-- STUDY QUESTIONS --
**a.** In the biography of Manuela Rottmann, at which school did she pass her Abitur?
**b.** Write the next part of the Manuela Rottmann biography, picking up after its last sentence.

━━ EXTRACT TO READ

Member of the Bundestag
- In office 2017–2024
- Succeeded by: Uwe Kekeritz

Personal details
- Born: 9 May 1972 (age 53) Würzburg, West Germany (now Germany)
- Party: Greens
- Children: 1

= Manuela Rottmann =

German politician (born 1972)

Manuela Rottmann (born 9 May 1972) is a German lawyer and politician of the Alliance 90/The Greens who has been serving as the party's deputy chair since 2024. She previously was a member of the Bundestag from the state of Bavaria from 2017 to 2024.

In addition to her parliamentary work, Rottmann served as Parliamentary State Secretary in the Federal Ministry of Food and Agriculture in the coalition government of Chancellor Olaf Scholz from 2021 to 2022.

== Early life and education ==
The daughter of a police officer, Rottmann attended elementary school in Eßleben and grammar schools in Schweinfurt, Würzburg and Hammelburg. She passed her Abitur in 1991 at the Frobenius-Gymnasium in Hammelburg.

━━━━
━━ ENTRIES SHOWN

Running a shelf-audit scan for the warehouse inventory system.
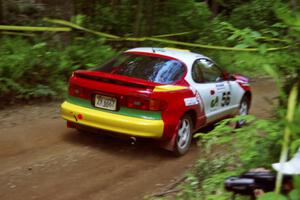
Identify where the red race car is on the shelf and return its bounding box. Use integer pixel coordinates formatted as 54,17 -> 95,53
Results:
61,47 -> 251,155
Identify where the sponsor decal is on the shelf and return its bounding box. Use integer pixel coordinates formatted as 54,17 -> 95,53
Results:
216,83 -> 225,91
190,86 -> 204,112
210,96 -> 219,108
184,97 -> 199,106
221,91 -> 231,107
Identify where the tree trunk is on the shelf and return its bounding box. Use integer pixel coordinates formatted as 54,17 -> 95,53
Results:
133,0 -> 144,37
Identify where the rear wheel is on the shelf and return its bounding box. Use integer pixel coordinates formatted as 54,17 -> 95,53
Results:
174,115 -> 193,156
237,96 -> 249,127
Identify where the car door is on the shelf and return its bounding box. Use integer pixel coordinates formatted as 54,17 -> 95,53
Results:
192,58 -> 231,123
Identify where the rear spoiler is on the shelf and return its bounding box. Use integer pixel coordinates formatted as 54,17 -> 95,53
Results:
73,70 -> 162,89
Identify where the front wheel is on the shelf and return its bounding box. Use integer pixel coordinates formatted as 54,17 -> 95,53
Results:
174,115 -> 193,156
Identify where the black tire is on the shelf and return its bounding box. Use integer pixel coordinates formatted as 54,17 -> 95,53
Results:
236,95 -> 250,128
174,115 -> 193,156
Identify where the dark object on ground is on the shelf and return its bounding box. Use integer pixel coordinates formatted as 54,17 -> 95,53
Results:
225,172 -> 292,197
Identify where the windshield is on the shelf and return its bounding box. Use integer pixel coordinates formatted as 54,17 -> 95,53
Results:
95,54 -> 185,84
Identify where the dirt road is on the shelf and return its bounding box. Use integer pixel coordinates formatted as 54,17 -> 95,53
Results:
0,80 -> 276,200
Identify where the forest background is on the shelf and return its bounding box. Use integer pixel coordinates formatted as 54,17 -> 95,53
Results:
0,0 -> 300,199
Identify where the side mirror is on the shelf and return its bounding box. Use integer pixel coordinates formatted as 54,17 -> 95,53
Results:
223,72 -> 236,81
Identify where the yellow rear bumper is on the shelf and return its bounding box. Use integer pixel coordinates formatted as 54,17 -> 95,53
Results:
61,101 -> 164,138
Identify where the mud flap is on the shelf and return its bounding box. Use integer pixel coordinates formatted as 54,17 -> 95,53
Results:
159,125 -> 179,151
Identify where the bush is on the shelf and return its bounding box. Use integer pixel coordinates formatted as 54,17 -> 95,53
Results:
0,37 -> 116,103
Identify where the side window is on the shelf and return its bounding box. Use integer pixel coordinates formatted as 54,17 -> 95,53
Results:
192,60 -> 204,83
192,58 -> 222,83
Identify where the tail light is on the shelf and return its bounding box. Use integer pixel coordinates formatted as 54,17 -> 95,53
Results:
126,97 -> 167,111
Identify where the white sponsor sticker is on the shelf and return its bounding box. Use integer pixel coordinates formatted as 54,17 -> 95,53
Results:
184,97 -> 199,106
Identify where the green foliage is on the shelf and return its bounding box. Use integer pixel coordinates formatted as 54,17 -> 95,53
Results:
0,37 -> 115,102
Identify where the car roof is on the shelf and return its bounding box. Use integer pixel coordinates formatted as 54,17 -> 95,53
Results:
125,47 -> 207,67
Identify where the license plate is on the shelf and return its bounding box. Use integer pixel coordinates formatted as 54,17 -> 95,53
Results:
95,94 -> 117,110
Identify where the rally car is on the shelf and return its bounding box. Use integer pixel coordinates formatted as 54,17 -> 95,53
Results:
61,47 -> 251,155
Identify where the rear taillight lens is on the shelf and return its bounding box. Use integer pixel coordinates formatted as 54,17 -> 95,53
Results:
125,97 -> 167,111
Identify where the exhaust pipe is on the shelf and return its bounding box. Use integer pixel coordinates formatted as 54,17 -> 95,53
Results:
129,137 -> 136,145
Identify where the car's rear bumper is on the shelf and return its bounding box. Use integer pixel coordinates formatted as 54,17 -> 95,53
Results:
61,101 -> 164,138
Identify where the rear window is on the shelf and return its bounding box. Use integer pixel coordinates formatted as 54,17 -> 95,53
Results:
95,53 -> 185,84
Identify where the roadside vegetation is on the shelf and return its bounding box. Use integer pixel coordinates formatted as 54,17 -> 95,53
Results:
0,0 -> 300,200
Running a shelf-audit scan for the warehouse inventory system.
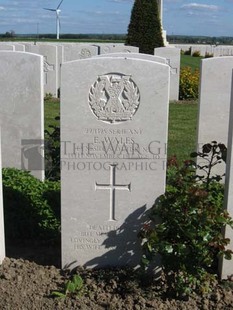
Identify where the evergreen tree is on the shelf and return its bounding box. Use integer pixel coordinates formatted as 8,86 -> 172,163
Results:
126,0 -> 164,54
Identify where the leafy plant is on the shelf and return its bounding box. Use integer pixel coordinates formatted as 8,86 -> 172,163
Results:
140,141 -> 233,296
179,67 -> 200,100
45,116 -> 60,181
3,168 -> 60,241
52,275 -> 83,298
126,0 -> 164,54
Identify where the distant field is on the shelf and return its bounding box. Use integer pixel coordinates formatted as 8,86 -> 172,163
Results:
181,55 -> 203,70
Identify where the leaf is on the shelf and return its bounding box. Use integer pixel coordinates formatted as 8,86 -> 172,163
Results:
51,291 -> 66,298
73,275 -> 83,290
65,280 -> 75,294
202,143 -> 212,154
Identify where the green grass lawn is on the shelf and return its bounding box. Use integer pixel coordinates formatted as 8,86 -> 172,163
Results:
168,101 -> 198,162
45,101 -> 197,162
44,100 -> 60,132
180,55 -> 203,70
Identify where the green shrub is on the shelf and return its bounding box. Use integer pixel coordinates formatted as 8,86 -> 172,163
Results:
140,142 -> 233,296
192,51 -> 201,57
179,67 -> 200,100
3,168 -> 60,241
45,116 -> 60,181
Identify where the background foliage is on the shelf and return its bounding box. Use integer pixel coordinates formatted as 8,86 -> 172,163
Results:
126,0 -> 164,55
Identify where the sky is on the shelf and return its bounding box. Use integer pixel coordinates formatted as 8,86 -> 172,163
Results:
0,0 -> 233,36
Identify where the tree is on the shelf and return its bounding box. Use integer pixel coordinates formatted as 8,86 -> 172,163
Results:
126,0 -> 164,54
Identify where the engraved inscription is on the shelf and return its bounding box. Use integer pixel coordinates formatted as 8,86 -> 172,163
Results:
89,73 -> 140,123
95,164 -> 131,221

━━━━

-- RESPONSE LIST --
**a.** The Frobenius-Gymnasium in Hammelburg.

**b.**
From 1991 to 1998 Rottmann studied political science, sociology, economics and law at the University of Würzburg, Goethe University Frankfurt and Aix-Marseille University. In 1998 she completed her studies with the First State Examination in Law in Frankfurt am Main. From 1998 to 2004 Rottmann was a research assistant at the Institute for Public Law at Goethe University. In 2004 she passed the Second State Examination in Law in Hesse. In 2006 she received her doctorate in law in Frankfurt with a thesis supervised by Georg Hermes.

== Early career ==
From 2004 to 2006 Rottmann was a research assistant at the German Institute of Urban Affairs (DIFU) in Berlin. From 2012 to March 2017 she worked as legal advisor for DB Netz in Frankfurt.

== Political career ==
In the 2002 elections, Rottmann unsuccessfully stood as a candidate in the Frankfurt am Main I electoral district. She was elected to the city council, and from 2006 to 2012 she was the head of department for health and environment.

Rottmann became a member of the Bundestag in the 2017 German federal election, representing the Bad Kissingen district. In parliament, she was a member of the Committee on Legal Affairs and Consumer Protection from 2017 until 2021.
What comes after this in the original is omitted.